§ **WORK TO COMPLETE**
Please show each line of the entries below that contains the word "leaf", copied in full. Case counts.

— BEGIN TASK DATA —

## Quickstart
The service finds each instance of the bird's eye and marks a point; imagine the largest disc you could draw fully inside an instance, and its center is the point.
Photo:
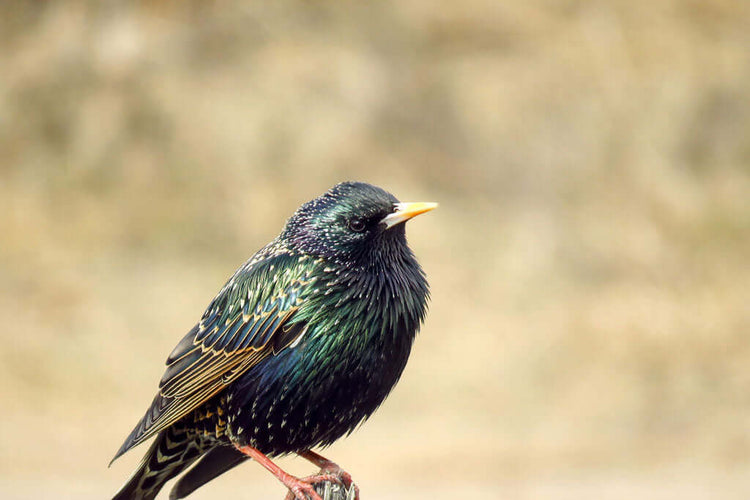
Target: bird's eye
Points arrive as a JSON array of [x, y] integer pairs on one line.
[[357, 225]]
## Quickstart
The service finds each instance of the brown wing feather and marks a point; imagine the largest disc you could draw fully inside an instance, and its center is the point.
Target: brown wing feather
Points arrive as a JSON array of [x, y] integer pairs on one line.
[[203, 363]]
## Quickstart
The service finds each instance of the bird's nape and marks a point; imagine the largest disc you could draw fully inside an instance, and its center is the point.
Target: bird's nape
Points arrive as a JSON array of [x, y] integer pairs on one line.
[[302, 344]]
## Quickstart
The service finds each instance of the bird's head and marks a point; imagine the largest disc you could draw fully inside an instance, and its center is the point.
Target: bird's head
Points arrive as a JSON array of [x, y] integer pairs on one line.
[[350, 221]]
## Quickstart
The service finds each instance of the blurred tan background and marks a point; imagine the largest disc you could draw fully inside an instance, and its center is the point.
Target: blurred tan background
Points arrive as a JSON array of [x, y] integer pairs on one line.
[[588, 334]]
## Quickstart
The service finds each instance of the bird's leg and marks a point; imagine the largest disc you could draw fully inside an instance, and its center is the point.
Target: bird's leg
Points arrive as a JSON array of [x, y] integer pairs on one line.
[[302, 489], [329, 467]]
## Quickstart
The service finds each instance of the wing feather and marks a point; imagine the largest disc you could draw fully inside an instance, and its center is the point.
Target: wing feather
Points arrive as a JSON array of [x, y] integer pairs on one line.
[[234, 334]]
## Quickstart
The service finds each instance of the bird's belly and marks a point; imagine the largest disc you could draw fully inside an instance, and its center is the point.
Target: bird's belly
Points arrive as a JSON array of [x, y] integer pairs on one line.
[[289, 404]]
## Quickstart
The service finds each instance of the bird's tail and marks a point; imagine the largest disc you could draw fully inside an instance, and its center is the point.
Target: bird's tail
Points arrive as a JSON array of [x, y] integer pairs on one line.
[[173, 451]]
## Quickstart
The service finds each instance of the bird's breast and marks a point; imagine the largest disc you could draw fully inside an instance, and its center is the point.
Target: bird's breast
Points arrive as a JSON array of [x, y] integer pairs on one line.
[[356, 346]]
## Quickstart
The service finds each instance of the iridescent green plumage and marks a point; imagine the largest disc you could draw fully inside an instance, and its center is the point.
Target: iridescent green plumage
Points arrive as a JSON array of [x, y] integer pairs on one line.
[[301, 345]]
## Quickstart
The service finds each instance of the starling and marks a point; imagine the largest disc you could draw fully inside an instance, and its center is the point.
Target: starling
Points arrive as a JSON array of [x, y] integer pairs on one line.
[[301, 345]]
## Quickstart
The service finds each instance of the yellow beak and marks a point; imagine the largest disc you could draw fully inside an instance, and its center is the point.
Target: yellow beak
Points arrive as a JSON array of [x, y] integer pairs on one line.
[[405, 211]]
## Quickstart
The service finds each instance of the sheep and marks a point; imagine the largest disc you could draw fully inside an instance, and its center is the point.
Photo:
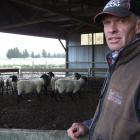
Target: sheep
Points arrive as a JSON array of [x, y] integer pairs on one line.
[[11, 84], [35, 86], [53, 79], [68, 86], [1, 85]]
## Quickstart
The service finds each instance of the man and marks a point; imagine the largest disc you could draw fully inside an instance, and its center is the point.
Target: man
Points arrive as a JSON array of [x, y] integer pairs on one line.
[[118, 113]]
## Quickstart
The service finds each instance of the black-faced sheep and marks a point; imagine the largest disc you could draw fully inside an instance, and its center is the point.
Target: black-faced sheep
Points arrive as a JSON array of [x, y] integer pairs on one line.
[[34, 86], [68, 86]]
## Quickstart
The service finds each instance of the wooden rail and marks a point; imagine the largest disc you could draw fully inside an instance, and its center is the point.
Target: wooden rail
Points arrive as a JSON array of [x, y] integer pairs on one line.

— END TASK DATA —
— BEGIN TASK DATA —

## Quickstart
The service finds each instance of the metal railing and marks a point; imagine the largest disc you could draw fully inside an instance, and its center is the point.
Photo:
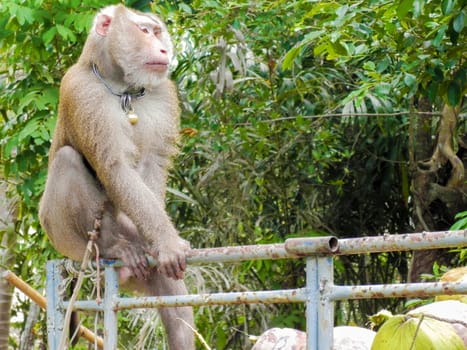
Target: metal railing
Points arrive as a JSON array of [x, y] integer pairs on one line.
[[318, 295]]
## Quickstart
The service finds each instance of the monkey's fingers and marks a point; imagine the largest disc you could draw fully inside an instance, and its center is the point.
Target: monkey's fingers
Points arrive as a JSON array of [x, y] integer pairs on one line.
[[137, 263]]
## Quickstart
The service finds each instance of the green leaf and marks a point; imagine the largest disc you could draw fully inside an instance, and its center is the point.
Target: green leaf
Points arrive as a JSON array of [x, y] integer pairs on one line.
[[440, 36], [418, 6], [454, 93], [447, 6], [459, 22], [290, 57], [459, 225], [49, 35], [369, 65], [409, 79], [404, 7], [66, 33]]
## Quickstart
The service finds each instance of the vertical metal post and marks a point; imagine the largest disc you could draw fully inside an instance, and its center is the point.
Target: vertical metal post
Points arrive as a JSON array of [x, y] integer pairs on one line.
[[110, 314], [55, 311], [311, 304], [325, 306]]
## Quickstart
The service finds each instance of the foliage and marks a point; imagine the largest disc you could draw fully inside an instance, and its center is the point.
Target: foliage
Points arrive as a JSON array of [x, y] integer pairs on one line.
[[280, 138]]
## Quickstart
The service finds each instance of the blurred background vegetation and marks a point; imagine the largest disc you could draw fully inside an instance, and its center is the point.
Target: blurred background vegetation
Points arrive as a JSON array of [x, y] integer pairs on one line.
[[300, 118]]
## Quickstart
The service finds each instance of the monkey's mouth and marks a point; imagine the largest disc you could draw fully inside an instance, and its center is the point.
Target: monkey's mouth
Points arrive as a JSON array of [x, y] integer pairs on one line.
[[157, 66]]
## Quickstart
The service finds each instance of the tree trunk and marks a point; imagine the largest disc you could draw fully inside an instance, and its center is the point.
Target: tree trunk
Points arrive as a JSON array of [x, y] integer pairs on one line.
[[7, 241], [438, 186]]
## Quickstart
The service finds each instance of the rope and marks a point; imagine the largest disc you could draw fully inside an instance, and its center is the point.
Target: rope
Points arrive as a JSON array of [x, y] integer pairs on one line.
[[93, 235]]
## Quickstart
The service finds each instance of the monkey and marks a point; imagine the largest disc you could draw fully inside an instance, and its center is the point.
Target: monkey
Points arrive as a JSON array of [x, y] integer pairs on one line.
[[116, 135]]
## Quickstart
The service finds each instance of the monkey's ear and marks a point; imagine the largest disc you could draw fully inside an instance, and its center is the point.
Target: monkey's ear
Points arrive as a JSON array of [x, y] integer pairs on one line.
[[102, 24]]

— END TASK DATA —
— BEGIN TASK DATA —

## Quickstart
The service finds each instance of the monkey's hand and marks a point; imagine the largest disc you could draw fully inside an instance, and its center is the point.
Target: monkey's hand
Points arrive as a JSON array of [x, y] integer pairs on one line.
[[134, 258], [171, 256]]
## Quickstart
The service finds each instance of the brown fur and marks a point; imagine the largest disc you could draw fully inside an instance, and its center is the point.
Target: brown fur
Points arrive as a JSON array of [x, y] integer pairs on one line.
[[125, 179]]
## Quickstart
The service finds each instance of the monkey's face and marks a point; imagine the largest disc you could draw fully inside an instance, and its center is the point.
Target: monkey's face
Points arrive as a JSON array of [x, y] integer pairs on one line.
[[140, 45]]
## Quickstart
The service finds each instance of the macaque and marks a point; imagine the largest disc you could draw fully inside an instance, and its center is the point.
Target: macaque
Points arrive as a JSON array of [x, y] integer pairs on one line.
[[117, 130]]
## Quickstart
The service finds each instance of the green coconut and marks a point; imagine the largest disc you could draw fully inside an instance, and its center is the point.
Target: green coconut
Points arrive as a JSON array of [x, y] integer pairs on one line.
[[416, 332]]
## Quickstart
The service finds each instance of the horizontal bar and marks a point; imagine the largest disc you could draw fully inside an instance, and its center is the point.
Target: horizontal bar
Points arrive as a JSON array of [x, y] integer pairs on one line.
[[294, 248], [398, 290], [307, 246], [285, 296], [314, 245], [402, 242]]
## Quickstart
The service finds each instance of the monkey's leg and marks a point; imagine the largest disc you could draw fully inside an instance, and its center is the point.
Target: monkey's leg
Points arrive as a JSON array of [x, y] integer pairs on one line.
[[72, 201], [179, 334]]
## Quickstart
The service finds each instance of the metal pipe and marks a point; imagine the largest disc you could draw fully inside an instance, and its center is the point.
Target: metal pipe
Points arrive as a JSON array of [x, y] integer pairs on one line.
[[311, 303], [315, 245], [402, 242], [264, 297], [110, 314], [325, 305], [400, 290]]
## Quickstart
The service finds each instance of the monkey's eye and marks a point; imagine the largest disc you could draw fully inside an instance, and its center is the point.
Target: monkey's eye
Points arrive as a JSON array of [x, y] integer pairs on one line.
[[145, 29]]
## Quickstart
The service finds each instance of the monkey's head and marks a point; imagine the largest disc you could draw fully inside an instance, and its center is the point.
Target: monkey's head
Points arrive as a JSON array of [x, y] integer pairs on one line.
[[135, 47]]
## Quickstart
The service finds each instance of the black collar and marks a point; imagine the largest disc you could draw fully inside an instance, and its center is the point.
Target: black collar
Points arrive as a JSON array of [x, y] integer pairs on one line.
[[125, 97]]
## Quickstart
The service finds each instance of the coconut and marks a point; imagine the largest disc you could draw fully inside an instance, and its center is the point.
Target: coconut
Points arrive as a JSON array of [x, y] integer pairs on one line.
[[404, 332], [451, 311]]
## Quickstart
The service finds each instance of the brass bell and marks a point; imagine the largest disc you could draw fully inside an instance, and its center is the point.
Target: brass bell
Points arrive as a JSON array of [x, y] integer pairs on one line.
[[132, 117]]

— END TASK DATA —

§ **RESPONSE TO THIS EXERCISE**
The service finds each instance of the green leaf and marks a point; imagine the largest disc you could draw fully inside an instance, and its center is the point.
Target: green leaf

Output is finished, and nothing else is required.